**DIRECTIVES**
1: In the passage on academic writing, which book is said to question the writer's academic writing practice?
2: Duplicate the passage on academic writing word for word, starting at "A few days ago, I" and ending at "academic writing practice.".

A few days ago, I was talking with the Peruvian scholar Alexandra Hibbett about the classic interlocutor (or ideal reader) of our academic writings. It would be some kind of anonymous male, impassive as a wall to which one speaks but who maintains a silent distance. We noticed that in this tradition in which we were educated, our writing acquired a certain rigidity that became increasingly difficult for us to cope with, since the horizon of our feminist practice moves us to another type of dialogue. We felt that another type of academic writing and other ideal readers were necessary for us. From this perspective, María Pia López's book Not One Less questions not only my situation as a Peruvian feminist living in New York, but also my academic writing practice.

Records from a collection
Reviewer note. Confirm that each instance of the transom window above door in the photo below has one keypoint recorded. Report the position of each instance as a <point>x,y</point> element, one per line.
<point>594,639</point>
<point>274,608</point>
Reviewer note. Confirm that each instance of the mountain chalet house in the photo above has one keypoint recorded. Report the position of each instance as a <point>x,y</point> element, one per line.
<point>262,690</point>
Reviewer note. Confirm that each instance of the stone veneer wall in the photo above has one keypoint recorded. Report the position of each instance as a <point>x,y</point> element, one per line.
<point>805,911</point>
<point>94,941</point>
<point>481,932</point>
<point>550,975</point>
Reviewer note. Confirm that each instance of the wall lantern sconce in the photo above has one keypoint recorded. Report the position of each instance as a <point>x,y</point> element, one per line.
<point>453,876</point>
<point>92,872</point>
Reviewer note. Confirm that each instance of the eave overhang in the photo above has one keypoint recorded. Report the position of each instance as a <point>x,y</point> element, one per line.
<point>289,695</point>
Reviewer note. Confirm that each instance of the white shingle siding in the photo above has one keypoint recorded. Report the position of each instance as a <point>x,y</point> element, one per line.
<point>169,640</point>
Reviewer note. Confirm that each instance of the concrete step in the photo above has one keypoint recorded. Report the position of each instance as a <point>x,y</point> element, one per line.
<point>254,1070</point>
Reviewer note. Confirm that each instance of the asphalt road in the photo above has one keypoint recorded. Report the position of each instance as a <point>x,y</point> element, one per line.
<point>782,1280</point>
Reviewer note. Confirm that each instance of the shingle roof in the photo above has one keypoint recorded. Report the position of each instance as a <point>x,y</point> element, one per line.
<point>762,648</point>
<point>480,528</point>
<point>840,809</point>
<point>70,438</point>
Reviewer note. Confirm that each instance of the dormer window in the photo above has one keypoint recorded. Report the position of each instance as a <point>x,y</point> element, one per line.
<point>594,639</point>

**ANSWERS BY TASK**
1: María Pia López's book Not One Less.

2:
A few days ago, I was talking with the Peruvian scholar Alexandra Hibbett about the classic interlocutor (or ideal reader) of our academic writings. It would be some kind of anonymous male, impassive as a wall to which one speaks but who maintains a silent distance. We noticed that in this tradition in which we were educated, our writing acquired a certain rigidity that became increasingly difficult for us to cope with, since the horizon of our feminist practice moves us to another type of dialogue. We felt that another type of academic writing and other ideal readers were necessary for us. From this perspective, María Pia López's book Not One Less questions not only my situation as a Peruvian feminist living in New York, but also my academic writing practice.